=== Document section ===
Speaking of Sydney’s Law

Simon Willison:

The biggest weakness in the LLaMA models released by Meta research last month is their lack of instruction-tuning. A language model is a sentence completion engine. You give it a sequence of words, “The first man on the moon was”, and it completes that sentence, hopefully with useful content.

One of the great innovations from OpenAI was their application of instruction tuning to GPT-3… Prior to this, you had to think very carefully about how to construct your prompts. Thanks to instruction tuning you can be a lot more, well, human in the way you interact with the model. “Write me a poem about pandas!” now works as a prompt, instead of “Here is a poem about pandas:”.

Cue Taori et al. at Stanford:

We are releasing our findings about an instruction-following language model, dubbed Alpaca, which is fine-tuned from Meta’s LLaMA 7B model… Alpaca shows many behaviors similar to OpenAI’s text-davinci-003, but is also surprisingly small and easy/cheap to reproduce.
=== Dataset excerpts ===
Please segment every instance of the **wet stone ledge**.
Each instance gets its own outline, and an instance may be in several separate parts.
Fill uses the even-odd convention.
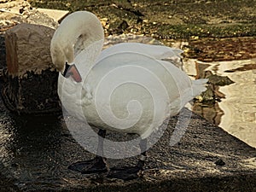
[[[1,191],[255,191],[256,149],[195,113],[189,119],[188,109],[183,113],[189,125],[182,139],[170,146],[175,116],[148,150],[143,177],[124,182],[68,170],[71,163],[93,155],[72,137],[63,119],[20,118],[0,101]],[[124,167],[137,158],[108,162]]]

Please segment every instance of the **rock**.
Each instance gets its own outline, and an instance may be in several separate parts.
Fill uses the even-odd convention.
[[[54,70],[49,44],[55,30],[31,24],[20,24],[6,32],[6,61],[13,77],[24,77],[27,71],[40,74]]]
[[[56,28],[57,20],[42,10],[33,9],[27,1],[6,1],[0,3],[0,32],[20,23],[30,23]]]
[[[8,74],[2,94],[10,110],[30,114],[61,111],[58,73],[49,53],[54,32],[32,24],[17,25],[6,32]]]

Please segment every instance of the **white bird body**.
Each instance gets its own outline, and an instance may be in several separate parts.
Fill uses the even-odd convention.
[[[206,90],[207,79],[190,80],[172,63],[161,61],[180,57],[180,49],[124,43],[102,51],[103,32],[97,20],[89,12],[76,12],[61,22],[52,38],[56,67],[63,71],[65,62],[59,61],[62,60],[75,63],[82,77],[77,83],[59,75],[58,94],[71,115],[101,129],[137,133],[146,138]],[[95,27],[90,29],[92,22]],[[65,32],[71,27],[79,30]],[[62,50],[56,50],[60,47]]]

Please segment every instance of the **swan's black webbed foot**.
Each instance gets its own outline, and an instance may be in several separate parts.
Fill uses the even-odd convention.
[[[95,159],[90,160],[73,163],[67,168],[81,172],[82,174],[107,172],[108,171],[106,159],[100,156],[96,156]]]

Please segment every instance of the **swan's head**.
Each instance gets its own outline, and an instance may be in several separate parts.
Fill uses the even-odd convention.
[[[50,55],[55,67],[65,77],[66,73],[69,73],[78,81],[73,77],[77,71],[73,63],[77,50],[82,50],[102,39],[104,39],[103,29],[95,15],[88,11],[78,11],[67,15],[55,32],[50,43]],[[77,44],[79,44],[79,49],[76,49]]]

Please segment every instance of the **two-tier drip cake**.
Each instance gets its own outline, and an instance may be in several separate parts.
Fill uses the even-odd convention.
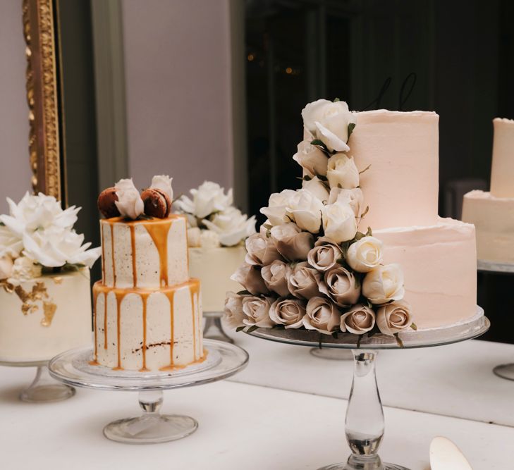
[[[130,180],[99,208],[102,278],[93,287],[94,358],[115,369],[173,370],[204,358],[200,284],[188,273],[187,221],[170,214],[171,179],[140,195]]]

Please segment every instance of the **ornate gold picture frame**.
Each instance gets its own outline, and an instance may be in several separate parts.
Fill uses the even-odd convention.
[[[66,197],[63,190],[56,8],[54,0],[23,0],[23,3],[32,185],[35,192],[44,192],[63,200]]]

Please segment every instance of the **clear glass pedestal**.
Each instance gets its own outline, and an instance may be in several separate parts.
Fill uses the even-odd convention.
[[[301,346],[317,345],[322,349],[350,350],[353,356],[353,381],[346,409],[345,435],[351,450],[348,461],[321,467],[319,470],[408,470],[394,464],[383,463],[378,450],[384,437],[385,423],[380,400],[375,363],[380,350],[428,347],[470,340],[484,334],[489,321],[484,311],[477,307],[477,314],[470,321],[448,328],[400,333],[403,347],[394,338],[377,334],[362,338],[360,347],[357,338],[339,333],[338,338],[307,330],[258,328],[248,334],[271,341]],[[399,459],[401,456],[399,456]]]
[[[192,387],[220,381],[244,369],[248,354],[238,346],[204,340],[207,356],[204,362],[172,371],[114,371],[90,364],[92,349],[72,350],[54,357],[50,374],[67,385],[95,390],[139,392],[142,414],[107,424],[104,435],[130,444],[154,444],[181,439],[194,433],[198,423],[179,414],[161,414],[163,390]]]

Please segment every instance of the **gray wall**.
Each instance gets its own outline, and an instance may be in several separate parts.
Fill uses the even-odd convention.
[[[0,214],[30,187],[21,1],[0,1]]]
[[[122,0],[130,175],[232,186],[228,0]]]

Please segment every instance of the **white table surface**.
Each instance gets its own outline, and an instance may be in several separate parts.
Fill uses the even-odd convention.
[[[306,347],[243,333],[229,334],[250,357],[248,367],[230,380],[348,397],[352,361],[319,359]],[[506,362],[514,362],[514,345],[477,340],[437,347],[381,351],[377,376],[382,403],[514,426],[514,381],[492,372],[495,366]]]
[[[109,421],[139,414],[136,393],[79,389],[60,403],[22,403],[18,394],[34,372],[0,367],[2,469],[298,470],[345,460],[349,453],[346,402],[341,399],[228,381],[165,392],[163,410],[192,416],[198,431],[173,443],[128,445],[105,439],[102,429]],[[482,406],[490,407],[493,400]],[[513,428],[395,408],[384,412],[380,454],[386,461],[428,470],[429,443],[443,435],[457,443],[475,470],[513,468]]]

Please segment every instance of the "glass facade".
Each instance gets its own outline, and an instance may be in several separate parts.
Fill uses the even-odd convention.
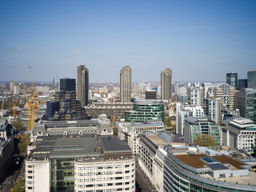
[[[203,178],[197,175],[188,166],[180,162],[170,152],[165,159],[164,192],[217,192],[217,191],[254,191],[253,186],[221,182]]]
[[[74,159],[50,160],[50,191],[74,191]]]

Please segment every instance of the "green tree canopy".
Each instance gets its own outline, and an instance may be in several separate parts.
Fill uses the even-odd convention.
===
What the exercise asks >>
In the text on instruction tuning, rewrite the passage between "We are releasing" and "easy/cheap to reproduce.", inclusive, swapping "instruction-following" for "instruction-tuned".

Output of the task >>
We are releasing our findings about an instruction-tuned language model, dubbed Alpaca, which is fine-tuned from Meta’s LLaMA 7B model… Alpaca shows many behaviors similar to OpenAI’s text-davinci-003, but is also surprisingly small and easy/cheap to reproduce.